**WHAT THE TASK REQUIRES:**
Exactly reproduce the lines beginning with the line that includes "Where can you spot the concrete" and ending with the last line of the data.

Point placement records:
— begin —
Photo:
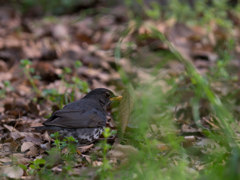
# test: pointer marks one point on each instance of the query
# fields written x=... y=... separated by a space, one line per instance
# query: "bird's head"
x=104 y=96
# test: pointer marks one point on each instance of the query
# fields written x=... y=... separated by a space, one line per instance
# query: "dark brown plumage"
x=84 y=119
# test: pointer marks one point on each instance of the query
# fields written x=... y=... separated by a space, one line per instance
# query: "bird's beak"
x=116 y=98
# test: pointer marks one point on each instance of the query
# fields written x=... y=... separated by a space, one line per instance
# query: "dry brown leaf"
x=14 y=172
x=26 y=146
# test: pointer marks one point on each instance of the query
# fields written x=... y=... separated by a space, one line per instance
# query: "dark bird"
x=84 y=119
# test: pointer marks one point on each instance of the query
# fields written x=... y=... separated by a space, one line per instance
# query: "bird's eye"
x=107 y=94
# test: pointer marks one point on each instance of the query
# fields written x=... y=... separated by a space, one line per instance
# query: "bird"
x=83 y=119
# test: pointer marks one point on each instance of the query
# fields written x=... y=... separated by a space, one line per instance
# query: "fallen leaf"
x=125 y=107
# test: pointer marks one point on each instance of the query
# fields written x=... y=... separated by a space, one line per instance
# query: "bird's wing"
x=77 y=119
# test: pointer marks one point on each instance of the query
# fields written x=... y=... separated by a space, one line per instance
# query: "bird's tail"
x=47 y=128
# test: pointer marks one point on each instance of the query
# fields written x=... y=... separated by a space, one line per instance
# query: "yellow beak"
x=117 y=98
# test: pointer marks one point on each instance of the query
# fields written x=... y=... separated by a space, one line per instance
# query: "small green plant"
x=64 y=152
x=106 y=166
x=7 y=87
x=28 y=70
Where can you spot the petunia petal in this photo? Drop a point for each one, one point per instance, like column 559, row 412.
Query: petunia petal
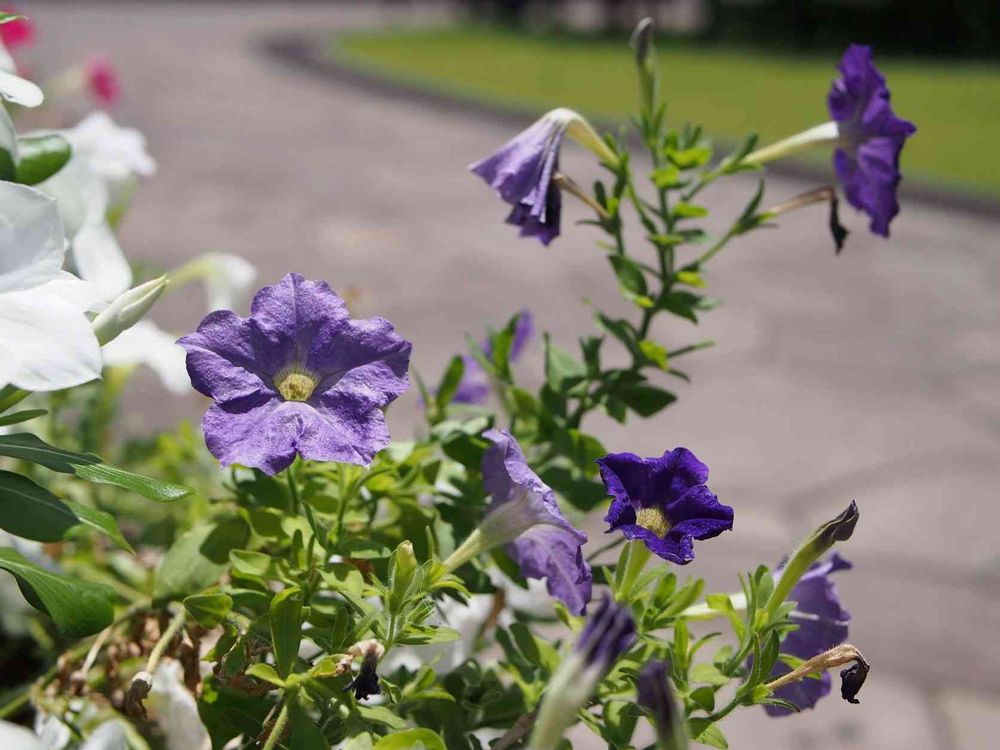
column 47, row 341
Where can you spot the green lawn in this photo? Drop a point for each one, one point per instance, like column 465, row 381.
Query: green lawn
column 956, row 106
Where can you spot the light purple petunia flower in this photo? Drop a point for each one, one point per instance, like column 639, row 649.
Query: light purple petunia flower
column 296, row 377
column 524, row 510
column 871, row 137
column 822, row 625
column 663, row 502
column 473, row 389
column 521, row 172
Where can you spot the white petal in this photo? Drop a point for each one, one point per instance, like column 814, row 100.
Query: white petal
column 16, row 737
column 177, row 710
column 15, row 89
column 99, row 259
column 146, row 344
column 80, row 195
column 114, row 153
column 32, row 242
column 48, row 341
column 109, row 735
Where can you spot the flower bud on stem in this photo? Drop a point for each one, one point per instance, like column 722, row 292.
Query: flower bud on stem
column 838, row 529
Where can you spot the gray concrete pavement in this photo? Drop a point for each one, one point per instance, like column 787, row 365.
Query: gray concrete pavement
column 873, row 375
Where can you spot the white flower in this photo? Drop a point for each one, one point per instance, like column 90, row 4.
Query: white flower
column 467, row 619
column 177, row 710
column 146, row 344
column 114, row 153
column 13, row 88
column 46, row 341
column 83, row 200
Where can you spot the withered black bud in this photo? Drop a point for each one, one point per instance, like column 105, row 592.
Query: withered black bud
column 852, row 679
column 837, row 229
column 366, row 682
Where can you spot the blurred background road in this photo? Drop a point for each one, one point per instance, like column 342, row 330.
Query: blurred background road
column 874, row 375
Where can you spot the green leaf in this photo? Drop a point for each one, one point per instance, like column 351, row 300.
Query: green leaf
column 33, row 512
column 655, row 353
column 21, row 416
column 41, row 157
column 27, row 447
column 629, row 274
column 77, row 608
column 644, row 399
column 197, row 558
column 411, row 739
column 151, row 489
column 209, row 609
column 265, row 672
column 285, row 616
column 449, row 382
column 562, row 369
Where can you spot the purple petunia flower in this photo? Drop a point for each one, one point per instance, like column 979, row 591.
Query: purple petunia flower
column 521, row 172
column 663, row 502
column 472, row 389
column 296, row 377
column 524, row 510
column 822, row 625
column 871, row 137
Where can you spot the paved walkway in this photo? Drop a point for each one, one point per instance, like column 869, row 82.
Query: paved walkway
column 873, row 375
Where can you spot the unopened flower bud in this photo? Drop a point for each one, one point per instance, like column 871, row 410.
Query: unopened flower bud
column 127, row 309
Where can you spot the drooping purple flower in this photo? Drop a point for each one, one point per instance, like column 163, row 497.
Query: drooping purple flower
column 524, row 510
column 822, row 625
column 663, row 502
column 473, row 389
column 521, row 173
column 608, row 634
column 871, row 137
column 296, row 377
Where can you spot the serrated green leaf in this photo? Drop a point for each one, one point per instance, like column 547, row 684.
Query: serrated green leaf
column 151, row 489
column 209, row 609
column 41, row 157
column 25, row 446
column 77, row 608
column 30, row 511
column 411, row 739
column 285, row 617
column 21, row 416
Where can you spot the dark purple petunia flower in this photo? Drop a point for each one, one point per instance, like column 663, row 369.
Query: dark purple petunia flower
column 663, row 502
column 870, row 138
column 524, row 510
column 296, row 377
column 822, row 625
column 608, row 634
column 521, row 172
column 472, row 389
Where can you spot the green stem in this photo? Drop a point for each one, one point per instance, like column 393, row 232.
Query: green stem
column 279, row 724
column 168, row 635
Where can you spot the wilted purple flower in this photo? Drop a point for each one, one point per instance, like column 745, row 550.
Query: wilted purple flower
column 822, row 625
column 472, row 389
column 663, row 502
column 524, row 510
column 870, row 137
column 521, row 172
column 296, row 377
column 608, row 634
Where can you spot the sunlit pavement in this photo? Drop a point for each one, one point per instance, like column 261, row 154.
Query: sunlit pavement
column 874, row 375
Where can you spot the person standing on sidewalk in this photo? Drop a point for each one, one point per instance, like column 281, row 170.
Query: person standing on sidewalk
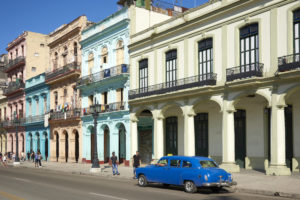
column 136, row 163
column 114, row 159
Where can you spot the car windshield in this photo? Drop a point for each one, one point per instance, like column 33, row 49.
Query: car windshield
column 208, row 163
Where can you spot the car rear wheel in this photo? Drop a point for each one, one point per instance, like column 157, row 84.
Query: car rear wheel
column 142, row 181
column 190, row 187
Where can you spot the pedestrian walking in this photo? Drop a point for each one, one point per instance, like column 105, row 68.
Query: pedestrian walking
column 40, row 159
column 32, row 156
column 114, row 159
column 36, row 160
column 136, row 163
column 4, row 160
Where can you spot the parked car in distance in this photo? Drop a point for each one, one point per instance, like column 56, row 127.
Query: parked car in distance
column 190, row 172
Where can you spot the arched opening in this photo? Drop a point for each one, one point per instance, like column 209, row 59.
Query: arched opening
column 92, row 133
column 56, row 145
column 292, row 127
column 207, row 126
column 251, row 127
column 120, row 52
column 106, row 144
column 145, row 136
column 66, row 145
column 46, row 145
column 174, row 129
column 122, row 143
column 76, row 145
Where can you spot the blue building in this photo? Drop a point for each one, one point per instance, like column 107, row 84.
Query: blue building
column 105, row 80
column 37, row 105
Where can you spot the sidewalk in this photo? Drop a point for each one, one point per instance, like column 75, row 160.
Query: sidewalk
column 249, row 181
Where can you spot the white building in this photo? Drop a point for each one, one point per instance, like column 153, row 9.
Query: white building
column 220, row 80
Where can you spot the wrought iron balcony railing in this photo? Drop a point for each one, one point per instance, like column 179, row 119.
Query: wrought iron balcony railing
column 35, row 119
column 180, row 84
column 289, row 62
column 13, row 86
column 62, row 70
column 105, row 108
column 73, row 113
column 110, row 72
column 14, row 62
column 13, row 123
column 244, row 71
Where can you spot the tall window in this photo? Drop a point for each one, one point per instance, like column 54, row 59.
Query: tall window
column 205, row 53
column 249, row 46
column 297, row 32
column 91, row 62
column 104, row 55
column 120, row 52
column 143, row 75
column 171, row 68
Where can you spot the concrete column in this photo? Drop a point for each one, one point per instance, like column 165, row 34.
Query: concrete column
column 278, row 160
column 228, row 140
column 189, row 131
column 134, row 135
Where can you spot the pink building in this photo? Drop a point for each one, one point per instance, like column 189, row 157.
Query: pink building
column 26, row 56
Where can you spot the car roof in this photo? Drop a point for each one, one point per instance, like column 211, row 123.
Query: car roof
— end —
**OUTPUT BELOW:**
Where can you spot the concrete column in this photo? Drop a point for each one, one point per instance, like column 165, row 34.
Query: concrete column
column 278, row 160
column 228, row 140
column 189, row 131
column 134, row 135
Where can you spot the pink building in this photo? Drop a point for each one, one point per instance, like column 189, row 157.
Query: pink building
column 26, row 56
Where can you spot the car roof in this photo? Drop a point for each one, one point per instance, like column 211, row 123.
Query: car roof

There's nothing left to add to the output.